Set problem » Copy each record exactly as it reads, leaving out any pictures it holds.

Material for this task »
|---|

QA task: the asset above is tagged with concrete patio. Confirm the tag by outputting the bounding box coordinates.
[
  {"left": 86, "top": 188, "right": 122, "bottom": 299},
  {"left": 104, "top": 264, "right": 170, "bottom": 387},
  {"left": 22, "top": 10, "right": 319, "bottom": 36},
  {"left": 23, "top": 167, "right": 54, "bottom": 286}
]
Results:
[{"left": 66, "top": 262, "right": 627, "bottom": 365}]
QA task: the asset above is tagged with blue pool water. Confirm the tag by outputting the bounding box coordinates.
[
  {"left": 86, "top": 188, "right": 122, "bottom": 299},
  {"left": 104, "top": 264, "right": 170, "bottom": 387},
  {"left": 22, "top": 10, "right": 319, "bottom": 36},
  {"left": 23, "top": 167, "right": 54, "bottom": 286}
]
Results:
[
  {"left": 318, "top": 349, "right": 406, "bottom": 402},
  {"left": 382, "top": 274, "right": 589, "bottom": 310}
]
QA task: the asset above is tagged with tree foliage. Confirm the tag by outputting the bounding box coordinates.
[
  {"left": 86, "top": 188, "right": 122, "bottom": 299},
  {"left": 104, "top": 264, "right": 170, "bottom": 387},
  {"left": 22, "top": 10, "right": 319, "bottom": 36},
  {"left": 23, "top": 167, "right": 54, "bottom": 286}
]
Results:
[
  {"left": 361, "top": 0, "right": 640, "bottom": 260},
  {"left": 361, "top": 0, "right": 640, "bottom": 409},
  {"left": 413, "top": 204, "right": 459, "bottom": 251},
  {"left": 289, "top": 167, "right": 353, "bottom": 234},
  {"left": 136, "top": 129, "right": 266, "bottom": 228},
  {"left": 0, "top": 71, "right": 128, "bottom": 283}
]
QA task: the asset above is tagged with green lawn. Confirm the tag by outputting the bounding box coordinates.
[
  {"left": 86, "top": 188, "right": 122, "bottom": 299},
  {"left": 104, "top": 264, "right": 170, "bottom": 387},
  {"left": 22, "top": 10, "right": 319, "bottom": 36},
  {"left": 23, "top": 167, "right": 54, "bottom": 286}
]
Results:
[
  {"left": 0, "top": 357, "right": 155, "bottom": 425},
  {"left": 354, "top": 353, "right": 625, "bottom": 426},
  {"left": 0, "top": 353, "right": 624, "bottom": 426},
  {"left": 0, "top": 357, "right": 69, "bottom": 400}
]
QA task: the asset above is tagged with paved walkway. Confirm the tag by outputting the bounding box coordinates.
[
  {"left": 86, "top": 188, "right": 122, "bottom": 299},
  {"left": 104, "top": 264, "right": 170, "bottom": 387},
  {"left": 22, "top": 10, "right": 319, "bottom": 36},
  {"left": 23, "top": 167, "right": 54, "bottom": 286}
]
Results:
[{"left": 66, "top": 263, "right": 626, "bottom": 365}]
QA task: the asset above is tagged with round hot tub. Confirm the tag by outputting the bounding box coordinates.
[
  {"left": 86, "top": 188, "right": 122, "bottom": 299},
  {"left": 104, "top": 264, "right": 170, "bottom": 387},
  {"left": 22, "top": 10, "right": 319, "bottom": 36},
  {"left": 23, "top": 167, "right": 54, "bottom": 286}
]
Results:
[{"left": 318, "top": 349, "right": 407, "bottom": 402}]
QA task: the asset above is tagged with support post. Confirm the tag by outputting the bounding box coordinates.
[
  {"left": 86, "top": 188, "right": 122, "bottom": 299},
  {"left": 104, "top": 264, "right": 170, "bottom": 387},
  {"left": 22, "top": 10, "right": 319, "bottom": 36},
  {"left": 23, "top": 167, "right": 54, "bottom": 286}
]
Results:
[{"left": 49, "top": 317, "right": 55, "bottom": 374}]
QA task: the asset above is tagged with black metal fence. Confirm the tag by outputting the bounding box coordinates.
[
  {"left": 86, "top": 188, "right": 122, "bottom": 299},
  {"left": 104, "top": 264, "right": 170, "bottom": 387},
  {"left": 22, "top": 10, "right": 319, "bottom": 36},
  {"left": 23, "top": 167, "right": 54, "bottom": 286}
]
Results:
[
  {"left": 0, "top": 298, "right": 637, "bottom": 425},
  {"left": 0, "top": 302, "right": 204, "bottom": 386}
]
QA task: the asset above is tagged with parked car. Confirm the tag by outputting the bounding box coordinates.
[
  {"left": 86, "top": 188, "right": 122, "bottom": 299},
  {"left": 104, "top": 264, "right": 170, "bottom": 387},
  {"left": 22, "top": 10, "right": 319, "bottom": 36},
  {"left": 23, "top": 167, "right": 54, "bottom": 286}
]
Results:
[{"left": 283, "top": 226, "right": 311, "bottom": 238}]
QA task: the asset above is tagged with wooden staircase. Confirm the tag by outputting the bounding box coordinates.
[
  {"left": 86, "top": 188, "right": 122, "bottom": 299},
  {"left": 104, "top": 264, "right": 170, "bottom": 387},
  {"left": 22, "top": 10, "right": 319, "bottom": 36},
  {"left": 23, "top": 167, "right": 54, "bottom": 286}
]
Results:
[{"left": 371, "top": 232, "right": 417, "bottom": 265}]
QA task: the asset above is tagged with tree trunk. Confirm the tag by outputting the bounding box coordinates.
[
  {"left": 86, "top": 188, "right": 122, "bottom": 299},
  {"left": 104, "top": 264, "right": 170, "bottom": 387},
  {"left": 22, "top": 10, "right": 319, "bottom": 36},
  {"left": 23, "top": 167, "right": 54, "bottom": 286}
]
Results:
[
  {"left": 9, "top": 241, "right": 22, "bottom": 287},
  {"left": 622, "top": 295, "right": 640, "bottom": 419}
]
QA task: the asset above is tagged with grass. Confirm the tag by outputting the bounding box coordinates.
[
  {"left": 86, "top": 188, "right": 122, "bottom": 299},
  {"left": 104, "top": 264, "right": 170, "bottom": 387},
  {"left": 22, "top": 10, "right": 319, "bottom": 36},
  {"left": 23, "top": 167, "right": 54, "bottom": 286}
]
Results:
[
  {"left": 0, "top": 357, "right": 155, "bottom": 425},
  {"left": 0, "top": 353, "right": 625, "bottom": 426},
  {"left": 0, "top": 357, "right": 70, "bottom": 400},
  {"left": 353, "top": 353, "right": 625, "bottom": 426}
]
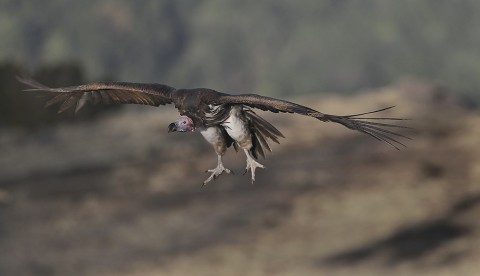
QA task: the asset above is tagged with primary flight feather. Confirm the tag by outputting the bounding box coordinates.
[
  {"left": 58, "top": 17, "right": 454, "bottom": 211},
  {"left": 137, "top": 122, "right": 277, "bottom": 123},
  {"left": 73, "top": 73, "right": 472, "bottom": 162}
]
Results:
[{"left": 18, "top": 77, "right": 410, "bottom": 185}]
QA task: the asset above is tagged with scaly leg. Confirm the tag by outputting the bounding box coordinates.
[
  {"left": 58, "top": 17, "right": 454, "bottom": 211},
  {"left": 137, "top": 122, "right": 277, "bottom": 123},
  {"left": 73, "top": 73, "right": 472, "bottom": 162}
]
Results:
[
  {"left": 202, "top": 155, "right": 233, "bottom": 187},
  {"left": 243, "top": 149, "right": 265, "bottom": 184}
]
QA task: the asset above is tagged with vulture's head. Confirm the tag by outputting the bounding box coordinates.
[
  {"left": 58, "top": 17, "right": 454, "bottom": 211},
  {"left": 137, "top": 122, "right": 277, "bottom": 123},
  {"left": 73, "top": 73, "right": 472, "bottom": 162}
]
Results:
[{"left": 168, "top": 116, "right": 195, "bottom": 132}]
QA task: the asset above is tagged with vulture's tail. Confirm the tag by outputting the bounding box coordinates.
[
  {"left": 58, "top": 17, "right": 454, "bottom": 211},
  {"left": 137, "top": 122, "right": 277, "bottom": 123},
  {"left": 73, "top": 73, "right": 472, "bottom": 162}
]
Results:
[
  {"left": 244, "top": 108, "right": 285, "bottom": 159},
  {"left": 314, "top": 106, "right": 412, "bottom": 150}
]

|---|

Result of the task »
QA task: the asset above is tagged with concrete patio. Confirm the tag by outputting the bounding box coordinates.
[
  {"left": 86, "top": 188, "right": 122, "bottom": 299},
  {"left": 104, "top": 264, "right": 170, "bottom": 387},
  {"left": 22, "top": 10, "right": 319, "bottom": 36},
  {"left": 23, "top": 167, "right": 54, "bottom": 286}
]
Results:
[{"left": 66, "top": 262, "right": 627, "bottom": 365}]
QA task: the asset above is tagged with blue pool water. Confirm the tag by outputting the bounding box coordinates.
[
  {"left": 86, "top": 188, "right": 122, "bottom": 299},
  {"left": 104, "top": 264, "right": 170, "bottom": 387},
  {"left": 22, "top": 10, "right": 319, "bottom": 36},
  {"left": 23, "top": 167, "right": 54, "bottom": 286}
]
Results:
[
  {"left": 318, "top": 349, "right": 406, "bottom": 402},
  {"left": 382, "top": 274, "right": 589, "bottom": 310}
]
QA task: the asset above is tagged with tree foliage. Confirm the tag by outputting the bounding box coordinates.
[
  {"left": 86, "top": 188, "right": 122, "bottom": 299},
  {"left": 104, "top": 264, "right": 170, "bottom": 387},
  {"left": 22, "top": 10, "right": 319, "bottom": 36},
  {"left": 23, "top": 167, "right": 54, "bottom": 286}
]
Results:
[
  {"left": 361, "top": 0, "right": 640, "bottom": 260},
  {"left": 361, "top": 0, "right": 640, "bottom": 409},
  {"left": 413, "top": 204, "right": 459, "bottom": 251},
  {"left": 289, "top": 167, "right": 353, "bottom": 234},
  {"left": 136, "top": 129, "right": 266, "bottom": 228},
  {"left": 0, "top": 71, "right": 128, "bottom": 283}
]
QA task: the asset above is tagged with green lawn. Confirm the tag by outputting the bounding box coordinates.
[
  {"left": 86, "top": 188, "right": 122, "bottom": 299},
  {"left": 104, "top": 264, "right": 170, "bottom": 387},
  {"left": 22, "top": 10, "right": 319, "bottom": 36},
  {"left": 23, "top": 167, "right": 54, "bottom": 286}
]
Results:
[
  {"left": 0, "top": 357, "right": 155, "bottom": 425},
  {"left": 354, "top": 353, "right": 625, "bottom": 426},
  {"left": 0, "top": 353, "right": 624, "bottom": 426},
  {"left": 0, "top": 357, "right": 69, "bottom": 400}
]
QA task: the asset above is tagged with paved walkway. Confirm the tag by outputting the bounding box coordinates.
[
  {"left": 86, "top": 188, "right": 122, "bottom": 299},
  {"left": 104, "top": 264, "right": 170, "bottom": 387},
  {"left": 22, "top": 10, "right": 319, "bottom": 36},
  {"left": 23, "top": 167, "right": 54, "bottom": 286}
]
Results:
[{"left": 66, "top": 263, "right": 626, "bottom": 365}]
QA task: the asset above is tagged with round hot tub. Confirm the tag by outputting the bounding box coordinates.
[
  {"left": 86, "top": 188, "right": 122, "bottom": 299},
  {"left": 104, "top": 264, "right": 170, "bottom": 387},
  {"left": 22, "top": 10, "right": 319, "bottom": 36},
  {"left": 23, "top": 167, "right": 54, "bottom": 286}
]
Results:
[{"left": 318, "top": 349, "right": 407, "bottom": 402}]
QA task: the asset above is tagged with support post. Confirm the tag by outputting the bounding box coordinates.
[
  {"left": 86, "top": 188, "right": 122, "bottom": 299},
  {"left": 104, "top": 264, "right": 170, "bottom": 387},
  {"left": 22, "top": 10, "right": 319, "bottom": 36},
  {"left": 23, "top": 167, "right": 54, "bottom": 286}
]
Results:
[{"left": 49, "top": 317, "right": 55, "bottom": 374}]
QA task: the asset above is tagged with black metal fence. Confirm the tag by outputting the bounding box coordinates.
[
  {"left": 86, "top": 188, "right": 122, "bottom": 299},
  {"left": 104, "top": 264, "right": 170, "bottom": 387},
  {"left": 22, "top": 10, "right": 319, "bottom": 36},
  {"left": 23, "top": 167, "right": 54, "bottom": 286}
]
Results:
[
  {"left": 0, "top": 298, "right": 637, "bottom": 425},
  {"left": 0, "top": 302, "right": 204, "bottom": 386}
]
QA task: the asset above is tagged with parked car. Confirm the tag by outputting the bounding box coordinates.
[
  {"left": 86, "top": 188, "right": 122, "bottom": 299},
  {"left": 104, "top": 264, "right": 170, "bottom": 387},
  {"left": 22, "top": 10, "right": 319, "bottom": 36},
  {"left": 23, "top": 167, "right": 54, "bottom": 286}
]
Results:
[{"left": 283, "top": 226, "right": 311, "bottom": 238}]
QA task: the asset above is tagged with wooden staircase. Confirm the tag by outputting the bounding box coordinates.
[
  {"left": 86, "top": 188, "right": 122, "bottom": 299},
  {"left": 104, "top": 264, "right": 170, "bottom": 387},
  {"left": 22, "top": 10, "right": 319, "bottom": 36},
  {"left": 23, "top": 167, "right": 54, "bottom": 286}
]
Results:
[{"left": 371, "top": 232, "right": 417, "bottom": 265}]
QA task: the asset above is tagged with tree trunk. Confirm the tag by outputting the bounding box coordinates.
[
  {"left": 86, "top": 188, "right": 122, "bottom": 299},
  {"left": 104, "top": 264, "right": 170, "bottom": 387},
  {"left": 22, "top": 10, "right": 319, "bottom": 36},
  {"left": 23, "top": 167, "right": 54, "bottom": 286}
]
Results:
[
  {"left": 9, "top": 241, "right": 22, "bottom": 287},
  {"left": 622, "top": 295, "right": 640, "bottom": 419}
]
QA task: the asset above is tagged with grass. Confirm the tag by outputting the bounding box coordinates.
[
  {"left": 86, "top": 188, "right": 122, "bottom": 299},
  {"left": 104, "top": 264, "right": 170, "bottom": 387},
  {"left": 22, "top": 10, "right": 319, "bottom": 36},
  {"left": 23, "top": 167, "right": 54, "bottom": 286}
]
Results:
[
  {"left": 0, "top": 357, "right": 155, "bottom": 425},
  {"left": 0, "top": 353, "right": 625, "bottom": 426},
  {"left": 0, "top": 357, "right": 70, "bottom": 400},
  {"left": 353, "top": 353, "right": 625, "bottom": 426}
]
QA task: the asset above is tagged with primary flight feather. Confirm the tag by outputting the bounding box coordinates.
[
  {"left": 58, "top": 17, "right": 454, "bottom": 211},
  {"left": 137, "top": 122, "right": 277, "bottom": 123},
  {"left": 73, "top": 73, "right": 472, "bottom": 162}
]
Results:
[{"left": 18, "top": 77, "right": 410, "bottom": 185}]
QA task: the asset above is tagged with scaly leg. Confirm the tag by outputting the bounding box coordinates.
[
  {"left": 58, "top": 17, "right": 454, "bottom": 211},
  {"left": 137, "top": 122, "right": 277, "bottom": 123},
  {"left": 73, "top": 73, "right": 472, "bottom": 162}
]
Results:
[
  {"left": 202, "top": 155, "right": 233, "bottom": 187},
  {"left": 243, "top": 149, "right": 265, "bottom": 184}
]
QA task: the asset above is tagged with vulture's head. Confirm the tag by outputting the bounding box coordinates.
[
  {"left": 58, "top": 17, "right": 454, "bottom": 211},
  {"left": 137, "top": 122, "right": 277, "bottom": 123},
  {"left": 73, "top": 73, "right": 472, "bottom": 162}
]
Results:
[{"left": 168, "top": 116, "right": 195, "bottom": 132}]
QA task: the asset above is tagged with vulture's tail. Confirm the tag by outputting the bounding box coordinates.
[
  {"left": 58, "top": 17, "right": 454, "bottom": 211},
  {"left": 137, "top": 122, "right": 277, "bottom": 123},
  {"left": 73, "top": 73, "right": 472, "bottom": 162}
]
Results:
[
  {"left": 244, "top": 108, "right": 285, "bottom": 159},
  {"left": 314, "top": 106, "right": 412, "bottom": 150}
]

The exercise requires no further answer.